## Provided passage
Member of Uttar Pradesh Legislative Council
- Incumbent
- Assumed office May 6, 2024
- Constituency: elected by Legislative assembly members

Member of Uttar Pradesh Legislative Assembly
- In office March 8, 2012 – March 12, 2022
- Preceded by: Chandradev Ram Yadav
- Succeeded by: Akhilesh Yadav
- Constituency: Mubarakpur

Personal details
- Born: 1 June 1973 (age 52) Azamgarh, Uttar Pradesh, India
- Citizenship: Indian
- Party: Samajwadi Party (2024–present)
- Other political affiliations: Bahujan Samaj Party (2010–2021, 2022–2024) AIMIM (2021–2022)
- Occupation: Business
- Profession: Politician

= Shah Alam (Indian politician) =

Indian politician

Shah Alam (known as Guddu Jamali) is an Indian politician and a member of the 16th and 17th Legislative Assembly of Uttar Pradesh of India. He represented the Mubarakpur constituency of Uttar Pradesh and is a member of the Samajwadi Party and he was a close associate of BSP Supremo Mayawati.

## Record extracts
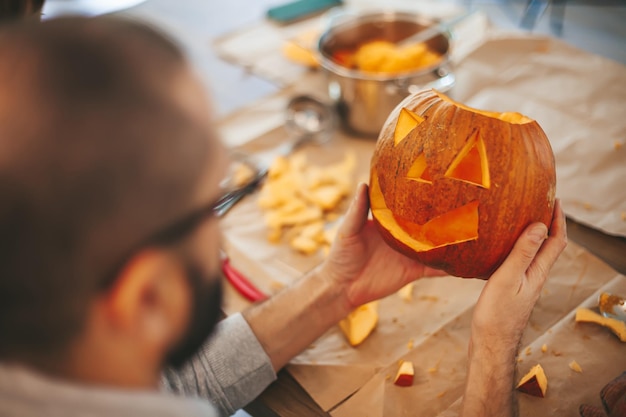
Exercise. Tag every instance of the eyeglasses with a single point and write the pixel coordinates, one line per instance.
(179, 229)
(172, 233)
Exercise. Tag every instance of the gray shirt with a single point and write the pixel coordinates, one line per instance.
(229, 372)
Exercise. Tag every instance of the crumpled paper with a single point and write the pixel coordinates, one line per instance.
(433, 329)
(578, 99)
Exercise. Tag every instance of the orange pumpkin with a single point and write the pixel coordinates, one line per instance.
(454, 187)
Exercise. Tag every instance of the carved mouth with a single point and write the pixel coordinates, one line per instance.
(455, 226)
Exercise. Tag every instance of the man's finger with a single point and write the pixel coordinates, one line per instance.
(553, 246)
(525, 249)
(356, 216)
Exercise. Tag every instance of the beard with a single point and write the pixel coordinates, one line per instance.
(205, 314)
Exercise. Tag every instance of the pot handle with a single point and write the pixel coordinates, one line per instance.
(444, 80)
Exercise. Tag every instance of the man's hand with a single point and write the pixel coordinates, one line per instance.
(501, 314)
(362, 264)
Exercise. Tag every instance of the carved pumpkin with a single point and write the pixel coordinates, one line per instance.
(454, 187)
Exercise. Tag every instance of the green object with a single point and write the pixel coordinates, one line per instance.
(299, 9)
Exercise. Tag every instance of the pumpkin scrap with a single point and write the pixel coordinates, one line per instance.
(405, 375)
(360, 323)
(534, 382)
(618, 327)
(454, 187)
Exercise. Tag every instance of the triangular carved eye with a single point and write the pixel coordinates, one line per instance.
(419, 170)
(407, 121)
(471, 164)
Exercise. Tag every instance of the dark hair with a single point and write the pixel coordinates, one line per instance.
(19, 9)
(95, 155)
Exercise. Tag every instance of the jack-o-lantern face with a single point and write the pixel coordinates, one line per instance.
(454, 187)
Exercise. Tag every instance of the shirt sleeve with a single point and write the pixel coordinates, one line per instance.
(230, 370)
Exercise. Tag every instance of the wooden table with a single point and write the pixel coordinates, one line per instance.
(234, 88)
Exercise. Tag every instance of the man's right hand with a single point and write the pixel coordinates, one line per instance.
(502, 313)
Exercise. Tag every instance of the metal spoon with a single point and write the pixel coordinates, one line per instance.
(612, 306)
(307, 120)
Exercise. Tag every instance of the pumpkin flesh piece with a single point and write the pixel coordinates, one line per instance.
(407, 121)
(456, 226)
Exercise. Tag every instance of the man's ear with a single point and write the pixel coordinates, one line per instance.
(150, 301)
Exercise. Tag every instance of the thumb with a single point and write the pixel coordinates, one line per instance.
(356, 215)
(526, 248)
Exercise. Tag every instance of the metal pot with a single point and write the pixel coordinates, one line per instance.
(364, 100)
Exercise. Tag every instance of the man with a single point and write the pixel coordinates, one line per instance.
(20, 9)
(109, 265)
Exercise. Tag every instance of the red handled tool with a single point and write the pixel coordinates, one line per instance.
(240, 282)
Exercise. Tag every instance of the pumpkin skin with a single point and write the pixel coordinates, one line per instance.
(454, 187)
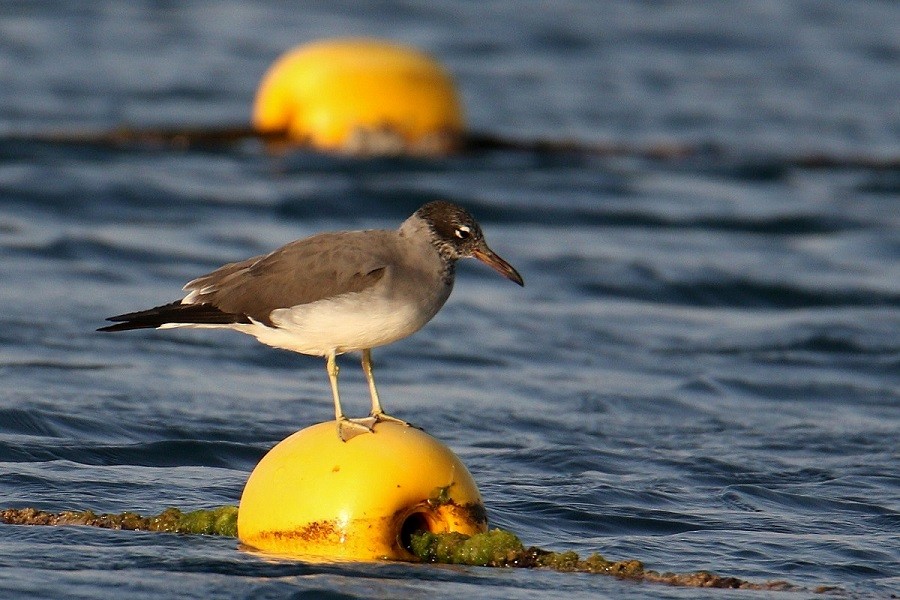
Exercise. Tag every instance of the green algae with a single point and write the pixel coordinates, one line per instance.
(494, 548)
(499, 548)
(217, 521)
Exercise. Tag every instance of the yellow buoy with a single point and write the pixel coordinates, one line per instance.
(314, 496)
(360, 96)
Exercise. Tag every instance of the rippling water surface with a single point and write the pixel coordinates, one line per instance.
(701, 372)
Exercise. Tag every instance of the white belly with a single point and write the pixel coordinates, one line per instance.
(344, 324)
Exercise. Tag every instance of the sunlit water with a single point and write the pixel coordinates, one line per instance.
(701, 372)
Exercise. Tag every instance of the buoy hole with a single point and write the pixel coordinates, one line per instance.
(414, 523)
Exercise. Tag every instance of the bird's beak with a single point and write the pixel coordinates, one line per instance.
(487, 256)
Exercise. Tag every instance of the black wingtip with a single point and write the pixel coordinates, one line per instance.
(174, 313)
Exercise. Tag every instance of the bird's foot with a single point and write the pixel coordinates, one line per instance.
(350, 428)
(381, 417)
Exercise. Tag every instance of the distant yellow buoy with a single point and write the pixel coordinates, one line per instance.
(360, 96)
(313, 496)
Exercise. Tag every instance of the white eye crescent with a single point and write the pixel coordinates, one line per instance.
(462, 232)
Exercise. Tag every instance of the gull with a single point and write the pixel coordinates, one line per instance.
(335, 292)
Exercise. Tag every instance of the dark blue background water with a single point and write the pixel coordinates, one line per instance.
(701, 372)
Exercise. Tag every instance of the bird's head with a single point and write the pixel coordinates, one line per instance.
(457, 235)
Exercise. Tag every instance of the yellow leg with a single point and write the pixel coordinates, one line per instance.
(367, 369)
(377, 411)
(347, 428)
(333, 370)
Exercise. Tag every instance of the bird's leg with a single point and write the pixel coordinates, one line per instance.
(377, 412)
(347, 428)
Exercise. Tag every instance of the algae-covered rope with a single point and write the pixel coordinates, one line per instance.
(495, 548)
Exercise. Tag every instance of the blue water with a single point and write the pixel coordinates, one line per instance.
(701, 372)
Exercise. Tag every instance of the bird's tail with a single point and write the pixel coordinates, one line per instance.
(174, 314)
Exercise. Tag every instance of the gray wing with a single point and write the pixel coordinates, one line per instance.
(301, 272)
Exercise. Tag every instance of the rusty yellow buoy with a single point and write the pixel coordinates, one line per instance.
(316, 497)
(360, 96)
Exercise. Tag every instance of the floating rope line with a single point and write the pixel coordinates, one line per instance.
(495, 548)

## Exercises
A. According to the Shah Alam profile, which party has he belonged to since 2024?
B. Please collect every line of the entries that contains the word "metal".
The Shah Alam profile and the entries come from unrelated sources.

## Results of the exercise
A. The Samajwadi Party.

B.
Exercise. Tag every instance of the metal spoon with a single point and write the pixel coordinates, one line per instance.
Exercise. Tag every instance of the metal pot with a single point and write the pixel coordinates, one line per instance.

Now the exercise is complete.